---------- Given records

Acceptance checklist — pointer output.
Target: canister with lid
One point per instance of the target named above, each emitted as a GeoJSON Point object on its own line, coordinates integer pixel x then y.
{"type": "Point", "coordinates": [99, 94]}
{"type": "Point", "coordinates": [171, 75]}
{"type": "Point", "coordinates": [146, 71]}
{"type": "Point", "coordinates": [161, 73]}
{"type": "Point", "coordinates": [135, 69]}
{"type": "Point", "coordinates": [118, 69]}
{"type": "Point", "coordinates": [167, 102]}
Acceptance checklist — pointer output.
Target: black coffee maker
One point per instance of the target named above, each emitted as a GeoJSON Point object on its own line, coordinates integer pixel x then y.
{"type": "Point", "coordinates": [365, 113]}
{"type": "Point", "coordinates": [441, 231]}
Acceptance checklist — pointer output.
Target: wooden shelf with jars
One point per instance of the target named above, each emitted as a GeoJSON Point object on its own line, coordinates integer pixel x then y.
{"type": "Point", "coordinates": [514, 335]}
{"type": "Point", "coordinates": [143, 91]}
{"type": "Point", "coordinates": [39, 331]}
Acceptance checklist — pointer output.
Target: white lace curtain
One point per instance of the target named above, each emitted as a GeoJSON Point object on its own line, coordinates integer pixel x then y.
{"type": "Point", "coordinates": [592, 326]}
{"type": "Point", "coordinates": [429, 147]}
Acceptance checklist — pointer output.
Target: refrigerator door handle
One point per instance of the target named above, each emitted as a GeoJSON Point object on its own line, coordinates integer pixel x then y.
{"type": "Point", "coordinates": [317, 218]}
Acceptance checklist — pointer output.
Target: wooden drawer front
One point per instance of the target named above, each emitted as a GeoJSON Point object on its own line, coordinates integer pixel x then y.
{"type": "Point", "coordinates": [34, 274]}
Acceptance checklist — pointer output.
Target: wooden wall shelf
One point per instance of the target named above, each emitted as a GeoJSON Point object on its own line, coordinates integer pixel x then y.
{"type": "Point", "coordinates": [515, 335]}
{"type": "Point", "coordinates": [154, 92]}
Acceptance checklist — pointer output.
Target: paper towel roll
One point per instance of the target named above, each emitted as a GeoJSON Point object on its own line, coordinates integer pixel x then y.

--------------------

- _Problem statement_
Please restate the records in full, word for word.

- _Problem solution_
Acceptance checklist — pointer output.
Target: canister with lid
One point per instance of the target named above, each emitted as a GeoJSON Point object on its own line, coordinates integer pixel x then y.
{"type": "Point", "coordinates": [99, 94]}
{"type": "Point", "coordinates": [171, 75]}
{"type": "Point", "coordinates": [146, 71]}
{"type": "Point", "coordinates": [161, 73]}
{"type": "Point", "coordinates": [135, 69]}
{"type": "Point", "coordinates": [118, 69]}
{"type": "Point", "coordinates": [167, 102]}
Acceptance checklist — pointer output.
Target: black coffee maker
One point per instance of the target named above, each emitted as a GeoJSON Point object on its own line, coordinates integer pixel x then y.
{"type": "Point", "coordinates": [365, 113]}
{"type": "Point", "coordinates": [441, 231]}
Acceptance checklist — pointer output.
Target: wooden shelf with jars
One point per instance of the target named above, each emitted as a GeoJSON Point object on its own line, coordinates integer pixel x then y.
{"type": "Point", "coordinates": [514, 335]}
{"type": "Point", "coordinates": [143, 91]}
{"type": "Point", "coordinates": [39, 331]}
Acceptance checklist — pointer output.
Target: white lace curtain
One point per instance of the target named above, each emitted as a GeoJSON Point object on its own line, coordinates integer pixel x then y.
{"type": "Point", "coordinates": [592, 326]}
{"type": "Point", "coordinates": [429, 147]}
Acceptance checklist — pointer output.
Target: refrigerator door handle
One point per instance of the target named above, each emitted as a GeoJSON Point object on its own line, coordinates integer pixel x then y.
{"type": "Point", "coordinates": [317, 218]}
Acceptance checklist — pointer output.
Target: wooden drawer front
One point per instance of the target named above, each emitted as a GeoJSON Point object on its own line, coordinates integer pixel x then y.
{"type": "Point", "coordinates": [34, 274]}
Acceptance checklist — pointer output.
Target: wooden wall shelf
One point per instance of the target named above, each emitted as a GeoJSON Point object on its own line, coordinates integer pixel x then y.
{"type": "Point", "coordinates": [515, 335]}
{"type": "Point", "coordinates": [154, 92]}
Acceptance checklist — pointer output.
Target: paper towel roll
One point per instance of the target named above, each emitted as a GeoJSON Point object on its own line, coordinates integer pixel x then y.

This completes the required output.